By Dylan J. Stone
In a globalized world, battered and bruised by a pandemic and social and economic upheaval, our community arrives at a very important crossroad.
The ‘shop local’ mantra, assisted by isolation from other towns, and the convenience of having a ‘local’ available to sell and service particular products on demand, continues to resonate strongly within our business community.
Notwithstanding, the convenience of online shopping, the increased mobility of essential and retail businesses, and the reopening of our country post-lockdown has enabled consumers to shop online and interstate for products and services.
The collision of the shop-local mantra with the new realities of a free-market economy post-lockdown has created a conflict that is now playing out in the streets and screens of Broken Hill.
Owner of the Broken Hill Kebab House, Muhammed Mehdi, commented that the rising costs of maintaining a local shop-front, such as rent, electricity, and water, must be passed onto consumers.
This makes it difficult to compete on pricing, which is challenging for all local businesses.
The mere fact competition exists isn’t the issue, according to Mr Mehdi, it’s that local businesses cannot fairly compete due to these additional costs.
Alternatively, Ali Kaya from the mobile Kebab King Mildura van, has said they support the local community in a variety of ways, including through the purchase of stock, accommodation, fuel and other necessities, as well as donating directly to various community groups and organisations.

» **Prompt 1**
From the article about shopping local in Broken Hill, list each cost of keeping a local shop-front that Muhammed Mehdi names.
» **Prompt 2**
Write out the part of the article about shopping local in Broken Hill starting with "Notwithstanding, the convenience" and going on through "products and services.".

» **Source data**
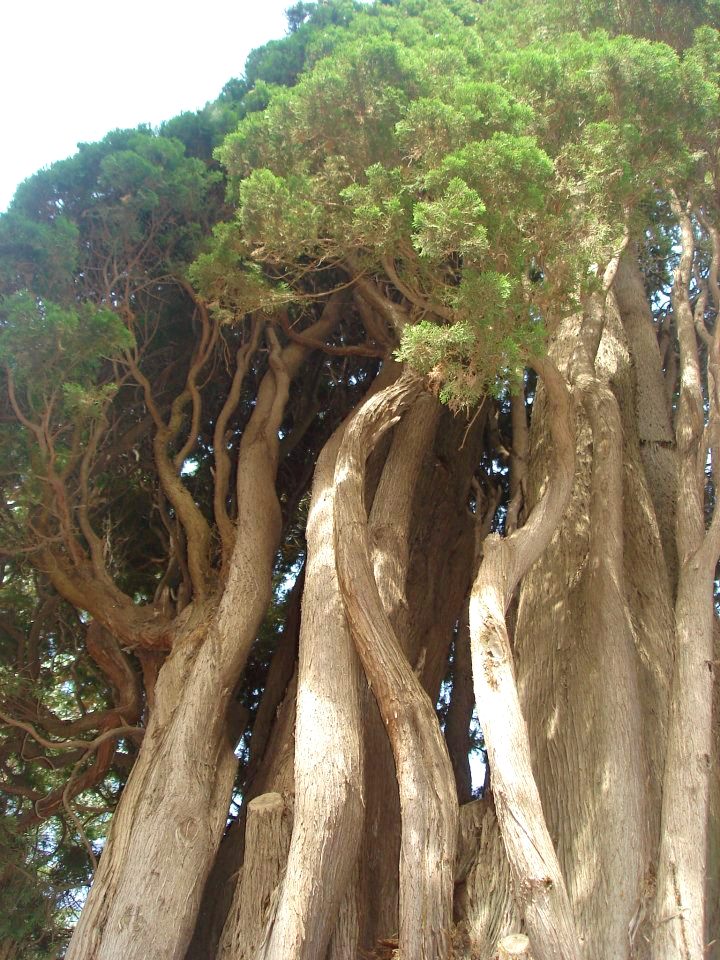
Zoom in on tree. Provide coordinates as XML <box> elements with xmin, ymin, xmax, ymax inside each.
<box><xmin>0</xmin><ymin>0</ymin><xmax>720</xmax><ymax>960</ymax></box>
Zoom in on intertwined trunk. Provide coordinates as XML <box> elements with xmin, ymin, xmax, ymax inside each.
<box><xmin>68</xmin><ymin>308</ymin><xmax>341</xmax><ymax>960</ymax></box>
<box><xmin>335</xmin><ymin>376</ymin><xmax>457</xmax><ymax>960</ymax></box>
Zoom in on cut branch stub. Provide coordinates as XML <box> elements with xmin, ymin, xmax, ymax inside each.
<box><xmin>334</xmin><ymin>374</ymin><xmax>458</xmax><ymax>960</ymax></box>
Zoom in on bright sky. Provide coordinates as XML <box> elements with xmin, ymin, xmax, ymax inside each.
<box><xmin>0</xmin><ymin>0</ymin><xmax>293</xmax><ymax>211</ymax></box>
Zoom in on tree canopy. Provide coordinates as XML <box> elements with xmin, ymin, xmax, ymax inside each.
<box><xmin>0</xmin><ymin>0</ymin><xmax>720</xmax><ymax>958</ymax></box>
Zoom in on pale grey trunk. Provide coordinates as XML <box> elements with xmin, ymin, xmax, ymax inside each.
<box><xmin>335</xmin><ymin>377</ymin><xmax>457</xmax><ymax>960</ymax></box>
<box><xmin>470</xmin><ymin>360</ymin><xmax>580</xmax><ymax>960</ymax></box>
<box><xmin>216</xmin><ymin>793</ymin><xmax>292</xmax><ymax>960</ymax></box>
<box><xmin>68</xmin><ymin>318</ymin><xmax>332</xmax><ymax>960</ymax></box>
<box><xmin>259</xmin><ymin>433</ymin><xmax>363</xmax><ymax>960</ymax></box>
<box><xmin>516</xmin><ymin>298</ymin><xmax>670</xmax><ymax>960</ymax></box>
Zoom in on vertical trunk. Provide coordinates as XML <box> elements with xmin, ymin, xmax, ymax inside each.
<box><xmin>259</xmin><ymin>365</ymin><xmax>394</xmax><ymax>960</ymax></box>
<box><xmin>217</xmin><ymin>793</ymin><xmax>292</xmax><ymax>960</ymax></box>
<box><xmin>470</xmin><ymin>361</ymin><xmax>580</xmax><ymax>960</ymax></box>
<box><xmin>335</xmin><ymin>377</ymin><xmax>457</xmax><ymax>960</ymax></box>
<box><xmin>516</xmin><ymin>298</ymin><xmax>669</xmax><ymax>960</ymax></box>
<box><xmin>68</xmin><ymin>314</ymin><xmax>340</xmax><ymax>960</ymax></box>
<box><xmin>67</xmin><ymin>607</ymin><xmax>235</xmax><ymax>960</ymax></box>
<box><xmin>357</xmin><ymin>395</ymin><xmax>440</xmax><ymax>948</ymax></box>
<box><xmin>653</xmin><ymin>208</ymin><xmax>720</xmax><ymax>960</ymax></box>
<box><xmin>455</xmin><ymin>795</ymin><xmax>520</xmax><ymax>960</ymax></box>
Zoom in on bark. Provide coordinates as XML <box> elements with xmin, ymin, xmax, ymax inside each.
<box><xmin>445</xmin><ymin>610</ymin><xmax>475</xmax><ymax>806</ymax></box>
<box><xmin>335</xmin><ymin>377</ymin><xmax>457</xmax><ymax>958</ymax></box>
<box><xmin>68</xmin><ymin>308</ymin><xmax>341</xmax><ymax>960</ymax></box>
<box><xmin>613</xmin><ymin>247</ymin><xmax>677</xmax><ymax>596</ymax></box>
<box><xmin>653</xmin><ymin>201</ymin><xmax>720</xmax><ymax>960</ymax></box>
<box><xmin>67</xmin><ymin>605</ymin><xmax>235</xmax><ymax>960</ymax></box>
<box><xmin>348</xmin><ymin>395</ymin><xmax>440</xmax><ymax>949</ymax></box>
<box><xmin>470</xmin><ymin>360</ymin><xmax>580</xmax><ymax>960</ymax></box>
<box><xmin>260</xmin><ymin>428</ymin><xmax>363</xmax><ymax>960</ymax></box>
<box><xmin>515</xmin><ymin>298</ymin><xmax>671</xmax><ymax>958</ymax></box>
<box><xmin>455</xmin><ymin>796</ymin><xmax>520</xmax><ymax>960</ymax></box>
<box><xmin>216</xmin><ymin>793</ymin><xmax>292</xmax><ymax>960</ymax></box>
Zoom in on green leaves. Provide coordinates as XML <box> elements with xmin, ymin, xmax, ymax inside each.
<box><xmin>397</xmin><ymin>270</ymin><xmax>545</xmax><ymax>410</ymax></box>
<box><xmin>413</xmin><ymin>177</ymin><xmax>488</xmax><ymax>261</ymax></box>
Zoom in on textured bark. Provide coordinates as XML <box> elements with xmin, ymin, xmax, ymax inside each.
<box><xmin>470</xmin><ymin>360</ymin><xmax>580</xmax><ymax>960</ymax></box>
<box><xmin>515</xmin><ymin>296</ymin><xmax>671</xmax><ymax>958</ymax></box>
<box><xmin>455</xmin><ymin>796</ymin><xmax>520</xmax><ymax>960</ymax></box>
<box><xmin>261</xmin><ymin>362</ymin><xmax>394</xmax><ymax>960</ymax></box>
<box><xmin>334</xmin><ymin>376</ymin><xmax>457</xmax><ymax>960</ymax></box>
<box><xmin>68</xmin><ymin>310</ymin><xmax>340</xmax><ymax>960</ymax></box>
<box><xmin>613</xmin><ymin>248</ymin><xmax>677</xmax><ymax>596</ymax></box>
<box><xmin>216</xmin><ymin>793</ymin><xmax>292</xmax><ymax>960</ymax></box>
<box><xmin>653</xmin><ymin>202</ymin><xmax>720</xmax><ymax>960</ymax></box>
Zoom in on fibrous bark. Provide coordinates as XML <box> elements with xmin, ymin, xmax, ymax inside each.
<box><xmin>334</xmin><ymin>375</ymin><xmax>457</xmax><ymax>960</ymax></box>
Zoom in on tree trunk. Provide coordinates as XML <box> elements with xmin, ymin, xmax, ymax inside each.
<box><xmin>68</xmin><ymin>316</ymin><xmax>341</xmax><ymax>960</ymax></box>
<box><xmin>217</xmin><ymin>793</ymin><xmax>292</xmax><ymax>960</ymax></box>
<box><xmin>515</xmin><ymin>298</ymin><xmax>671</xmax><ymax>960</ymax></box>
<box><xmin>335</xmin><ymin>377</ymin><xmax>457</xmax><ymax>960</ymax></box>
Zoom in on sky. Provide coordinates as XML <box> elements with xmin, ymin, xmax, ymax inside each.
<box><xmin>0</xmin><ymin>0</ymin><xmax>293</xmax><ymax>211</ymax></box>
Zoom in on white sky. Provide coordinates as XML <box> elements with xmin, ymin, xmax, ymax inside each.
<box><xmin>0</xmin><ymin>0</ymin><xmax>293</xmax><ymax>211</ymax></box>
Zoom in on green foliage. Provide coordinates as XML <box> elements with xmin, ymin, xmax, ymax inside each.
<box><xmin>0</xmin><ymin>292</ymin><xmax>133</xmax><ymax>396</ymax></box>
<box><xmin>413</xmin><ymin>177</ymin><xmax>488</xmax><ymax>261</ymax></box>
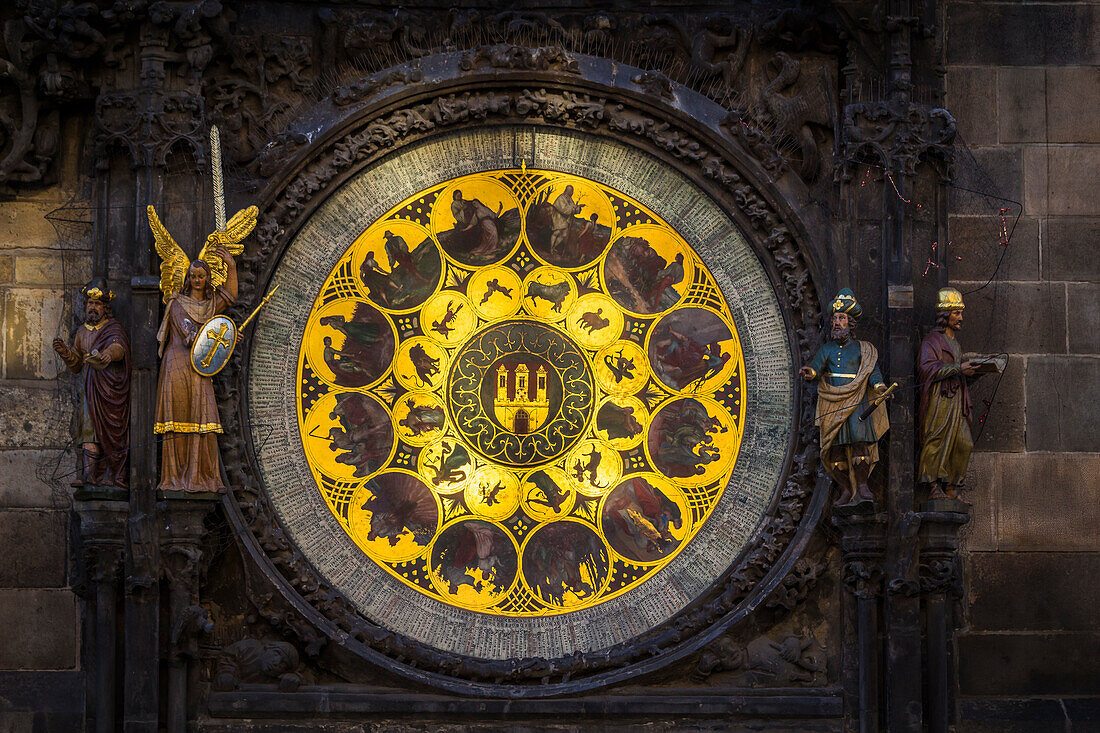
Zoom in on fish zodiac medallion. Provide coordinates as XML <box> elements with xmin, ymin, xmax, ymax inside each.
<box><xmin>296</xmin><ymin>168</ymin><xmax>746</xmax><ymax>617</ymax></box>
<box><xmin>448</xmin><ymin>320</ymin><xmax>595</xmax><ymax>467</ymax></box>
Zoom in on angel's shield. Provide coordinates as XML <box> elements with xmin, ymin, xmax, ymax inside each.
<box><xmin>191</xmin><ymin>316</ymin><xmax>237</xmax><ymax>376</ymax></box>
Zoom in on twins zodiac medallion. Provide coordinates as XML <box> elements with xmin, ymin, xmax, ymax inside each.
<box><xmin>297</xmin><ymin>168</ymin><xmax>745</xmax><ymax>616</ymax></box>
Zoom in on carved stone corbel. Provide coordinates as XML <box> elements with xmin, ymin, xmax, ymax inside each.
<box><xmin>840</xmin><ymin>101</ymin><xmax>955</xmax><ymax>179</ymax></box>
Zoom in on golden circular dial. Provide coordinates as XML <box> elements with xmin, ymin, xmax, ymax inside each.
<box><xmin>297</xmin><ymin>168</ymin><xmax>745</xmax><ymax>616</ymax></box>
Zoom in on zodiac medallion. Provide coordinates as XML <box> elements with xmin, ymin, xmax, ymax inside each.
<box><xmin>297</xmin><ymin>168</ymin><xmax>746</xmax><ymax>616</ymax></box>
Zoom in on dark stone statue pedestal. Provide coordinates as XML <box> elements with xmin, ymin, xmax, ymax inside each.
<box><xmin>833</xmin><ymin>499</ymin><xmax>877</xmax><ymax>516</ymax></box>
<box><xmin>73</xmin><ymin>483</ymin><xmax>130</xmax><ymax>502</ymax></box>
<box><xmin>73</xmin><ymin>486</ymin><xmax>130</xmax><ymax>732</ymax></box>
<box><xmin>921</xmin><ymin>499</ymin><xmax>970</xmax><ymax>510</ymax></box>
<box><xmin>156</xmin><ymin>491</ymin><xmax>224</xmax><ymax>502</ymax></box>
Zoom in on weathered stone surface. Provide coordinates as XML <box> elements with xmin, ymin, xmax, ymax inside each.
<box><xmin>0</xmin><ymin>589</ymin><xmax>80</xmax><ymax>669</ymax></box>
<box><xmin>947</xmin><ymin>2</ymin><xmax>1100</xmax><ymax>66</ymax></box>
<box><xmin>1043</xmin><ymin>217</ymin><xmax>1100</xmax><ymax>282</ymax></box>
<box><xmin>958</xmin><ymin>633</ymin><xmax>1100</xmax><ymax>697</ymax></box>
<box><xmin>997</xmin><ymin>68</ymin><xmax>1046</xmax><ymax>143</ymax></box>
<box><xmin>1027</xmin><ymin>357</ymin><xmax>1100</xmax><ymax>451</ymax></box>
<box><xmin>1027</xmin><ymin>144</ymin><xmax>1100</xmax><ymax>216</ymax></box>
<box><xmin>1023</xmin><ymin>145</ymin><xmax>1051</xmax><ymax>216</ymax></box>
<box><xmin>958</xmin><ymin>698</ymin><xmax>1100</xmax><ymax>733</ymax></box>
<box><xmin>0</xmin><ymin>670</ymin><xmax>85</xmax><ymax>733</ymax></box>
<box><xmin>3</xmin><ymin>286</ymin><xmax>69</xmax><ymax>380</ymax></box>
<box><xmin>1046</xmin><ymin>66</ymin><xmax>1100</xmax><ymax>143</ymax></box>
<box><xmin>996</xmin><ymin>451</ymin><xmax>1100</xmax><ymax>551</ymax></box>
<box><xmin>0</xmin><ymin>510</ymin><xmax>68</xmax><ymax>588</ymax></box>
<box><xmin>950</xmin><ymin>146</ymin><xmax>1027</xmax><ymax>216</ymax></box>
<box><xmin>959</xmin><ymin>452</ymin><xmax>1001</xmax><ymax>551</ymax></box>
<box><xmin>946</xmin><ymin>66</ymin><xmax>998</xmax><ymax>145</ymax></box>
<box><xmin>1066</xmin><ymin>283</ymin><xmax>1100</xmax><ymax>353</ymax></box>
<box><xmin>970</xmin><ymin>354</ymin><xmax>1026</xmax><ymax>451</ymax></box>
<box><xmin>968</xmin><ymin>553</ymin><xmax>1100</xmax><ymax>631</ymax></box>
<box><xmin>947</xmin><ymin>214</ymin><xmax>1038</xmax><ymax>282</ymax></box>
<box><xmin>0</xmin><ymin>200</ymin><xmax>57</xmax><ymax>249</ymax></box>
<box><xmin>15</xmin><ymin>251</ymin><xmax>91</xmax><ymax>285</ymax></box>
<box><xmin>0</xmin><ymin>450</ymin><xmax>76</xmax><ymax>508</ymax></box>
<box><xmin>0</xmin><ymin>382</ymin><xmax>73</xmax><ymax>449</ymax></box>
<box><xmin>954</xmin><ymin>281</ymin><xmax>1066</xmax><ymax>353</ymax></box>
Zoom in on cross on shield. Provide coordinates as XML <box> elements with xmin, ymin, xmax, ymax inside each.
<box><xmin>191</xmin><ymin>316</ymin><xmax>238</xmax><ymax>376</ymax></box>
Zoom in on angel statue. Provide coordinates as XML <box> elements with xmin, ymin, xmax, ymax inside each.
<box><xmin>147</xmin><ymin>191</ymin><xmax>260</xmax><ymax>493</ymax></box>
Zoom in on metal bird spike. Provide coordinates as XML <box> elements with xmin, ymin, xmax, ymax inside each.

» **Exercise solution 1**
Rent
Electricity
Water

» **Exercise solution 2**
Notwithstanding, the convenience of online shopping, the increased mobility of essential and retail businesses, and the reopening of our country post-lockdown has enabled consumers to shop online and interstate for products and services.